### Exercise
Provide an exact copy of the data, excluding the images.

### Input data

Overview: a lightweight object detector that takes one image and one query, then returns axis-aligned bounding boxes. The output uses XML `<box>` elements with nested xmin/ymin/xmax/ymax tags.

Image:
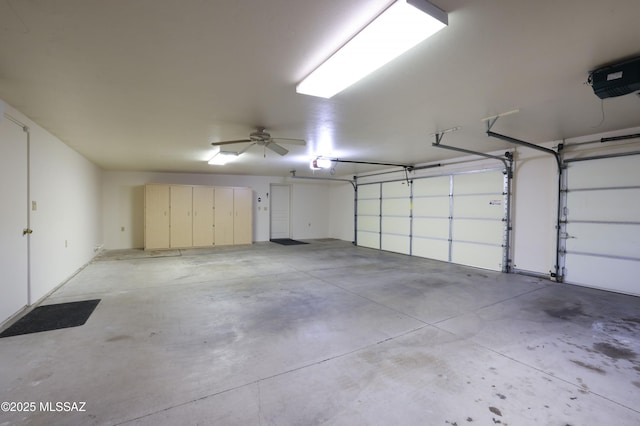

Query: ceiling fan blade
<box><xmin>237</xmin><ymin>142</ymin><xmax>257</xmax><ymax>155</ymax></box>
<box><xmin>267</xmin><ymin>142</ymin><xmax>289</xmax><ymax>156</ymax></box>
<box><xmin>211</xmin><ymin>139</ymin><xmax>252</xmax><ymax>146</ymax></box>
<box><xmin>272</xmin><ymin>138</ymin><xmax>306</xmax><ymax>146</ymax></box>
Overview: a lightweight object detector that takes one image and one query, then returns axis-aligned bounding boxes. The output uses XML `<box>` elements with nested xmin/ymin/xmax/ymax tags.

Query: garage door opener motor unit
<box><xmin>588</xmin><ymin>56</ymin><xmax>640</xmax><ymax>99</ymax></box>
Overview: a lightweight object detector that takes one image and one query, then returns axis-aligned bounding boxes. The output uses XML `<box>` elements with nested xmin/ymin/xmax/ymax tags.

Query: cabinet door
<box><xmin>145</xmin><ymin>185</ymin><xmax>170</xmax><ymax>249</ymax></box>
<box><xmin>214</xmin><ymin>187</ymin><xmax>234</xmax><ymax>245</ymax></box>
<box><xmin>170</xmin><ymin>185</ymin><xmax>193</xmax><ymax>248</ymax></box>
<box><xmin>234</xmin><ymin>188</ymin><xmax>253</xmax><ymax>244</ymax></box>
<box><xmin>192</xmin><ymin>186</ymin><xmax>214</xmax><ymax>247</ymax></box>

### Task response
Overview: a lightweight object detector that takes one image and one query, then returns axis-aligned bounding boxes. The output uses XML `<box>` elements with nested xmin/ymin/xmax/ymax tags.

Image:

Query: ceiling fan blade
<box><xmin>237</xmin><ymin>142</ymin><xmax>257</xmax><ymax>155</ymax></box>
<box><xmin>267</xmin><ymin>142</ymin><xmax>289</xmax><ymax>156</ymax></box>
<box><xmin>211</xmin><ymin>139</ymin><xmax>252</xmax><ymax>146</ymax></box>
<box><xmin>272</xmin><ymin>138</ymin><xmax>306</xmax><ymax>146</ymax></box>
Overview: a lightweight object detector that takes one image and one query, then returns axis-aligned bounding boxes. The output uses XML `<box>` elements with nested xmin/ymin/xmax/ymax tags.

Query: garage door opener motor unit
<box><xmin>588</xmin><ymin>56</ymin><xmax>640</xmax><ymax>99</ymax></box>
Overview: a lightweight object detector that takes one image and one query, then returns axis-aligned bounding boxes. The output uses XML `<box>` elements with nested xmin/ymin/xmax/ymax tags.

Query: cabinet door
<box><xmin>145</xmin><ymin>185</ymin><xmax>170</xmax><ymax>249</ymax></box>
<box><xmin>214</xmin><ymin>187</ymin><xmax>234</xmax><ymax>245</ymax></box>
<box><xmin>170</xmin><ymin>185</ymin><xmax>193</xmax><ymax>248</ymax></box>
<box><xmin>234</xmin><ymin>188</ymin><xmax>253</xmax><ymax>244</ymax></box>
<box><xmin>192</xmin><ymin>186</ymin><xmax>214</xmax><ymax>247</ymax></box>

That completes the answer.